* [Text section]
★ ★ ★ ★
In the warehouse is a varied and valuable stock of the well-known beverages of this firm, including Ginger Ale, Lemonade, Royal Seltzer, Potass, Lithia Water ; also their specialities, as Aerated Sarsaparilla, Sparkling Montserrat, and Club Soda. This particular brand of Soda Water was specially recognised by H.R.H. the Prince of Wales, on the occasion of his recent visit to Dublin, who was greatly pleased with its refreshing and allaying qualities. The Club Soda was instrumental in obtaining for the firm the high honour of being appointed manufacturers of mineral waters to H.R.H. the Prince of Wales.
Some idea of the magnitude of the manufacturing operations of Messrs. Cantrell & Cochrane may be gathered from the fact that the Dublin factory alone can turn out one hundred and fifty thousand bottles per day, and the output of the Belfast works is nearly as large. The firm have been awarded Twenty-Nine Gold and Prize Medals at the various International Exhibitions since their establishment. Their small but handsome show-case in court 21, Glasgow International Exhibition, artistically surmounted with flags of different nations, is neatly arranged with the various products, samples of which can be had from the attendant.
★ ★ ★ ★
* [Input data]

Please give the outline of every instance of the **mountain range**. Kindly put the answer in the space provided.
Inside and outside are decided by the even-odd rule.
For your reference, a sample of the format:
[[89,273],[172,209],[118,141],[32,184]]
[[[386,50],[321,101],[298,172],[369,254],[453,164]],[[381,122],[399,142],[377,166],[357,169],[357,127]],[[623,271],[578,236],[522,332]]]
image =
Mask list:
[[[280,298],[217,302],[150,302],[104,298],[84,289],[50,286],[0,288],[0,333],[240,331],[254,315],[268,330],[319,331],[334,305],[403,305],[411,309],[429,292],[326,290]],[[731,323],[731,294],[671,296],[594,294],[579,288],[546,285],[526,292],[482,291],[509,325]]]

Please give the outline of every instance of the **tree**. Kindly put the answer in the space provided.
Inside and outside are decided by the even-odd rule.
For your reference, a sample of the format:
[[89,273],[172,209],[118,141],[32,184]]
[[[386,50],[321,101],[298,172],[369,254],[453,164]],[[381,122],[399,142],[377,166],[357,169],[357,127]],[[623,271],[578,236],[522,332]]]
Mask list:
★ ★ ★ ★
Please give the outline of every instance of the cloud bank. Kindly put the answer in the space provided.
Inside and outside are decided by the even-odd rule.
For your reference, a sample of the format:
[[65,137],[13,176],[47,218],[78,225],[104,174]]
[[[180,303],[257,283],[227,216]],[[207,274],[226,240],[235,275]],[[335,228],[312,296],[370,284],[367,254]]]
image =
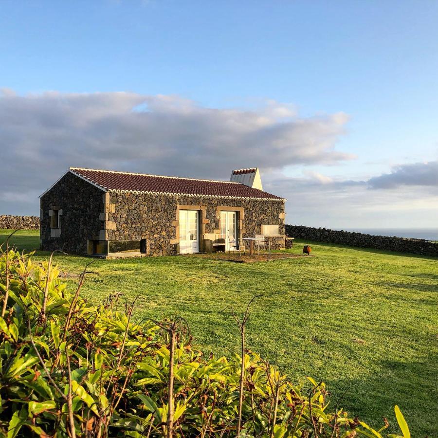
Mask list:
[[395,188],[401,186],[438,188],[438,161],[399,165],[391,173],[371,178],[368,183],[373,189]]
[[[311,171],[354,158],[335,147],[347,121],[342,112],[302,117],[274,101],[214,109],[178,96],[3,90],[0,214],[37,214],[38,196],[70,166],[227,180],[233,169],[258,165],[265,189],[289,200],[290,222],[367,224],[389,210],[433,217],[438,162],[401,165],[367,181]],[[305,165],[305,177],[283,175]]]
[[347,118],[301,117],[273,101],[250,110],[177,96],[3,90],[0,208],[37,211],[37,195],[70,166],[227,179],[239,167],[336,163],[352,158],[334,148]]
★ ★ ★ ★
* [Assignment A]
Translate this sentence from the text on Cantrell & Cochrane into French: "The firm have been awarded Twenty-Nine Gold and Prize Medals at the various International Exhibitions since their establishment."
* [Assignment B]
According to the text on Cantrell & Cochrane, how many bottles per day can the Dublin factory alone produce?

* [Written response A]
La maison a reçu vingt-neuf médailles d'or et médailles de prix lors des diverses expositions internationales depuis sa fondation.

* [Written response B]
One hundred and fifty thousand bottles per day.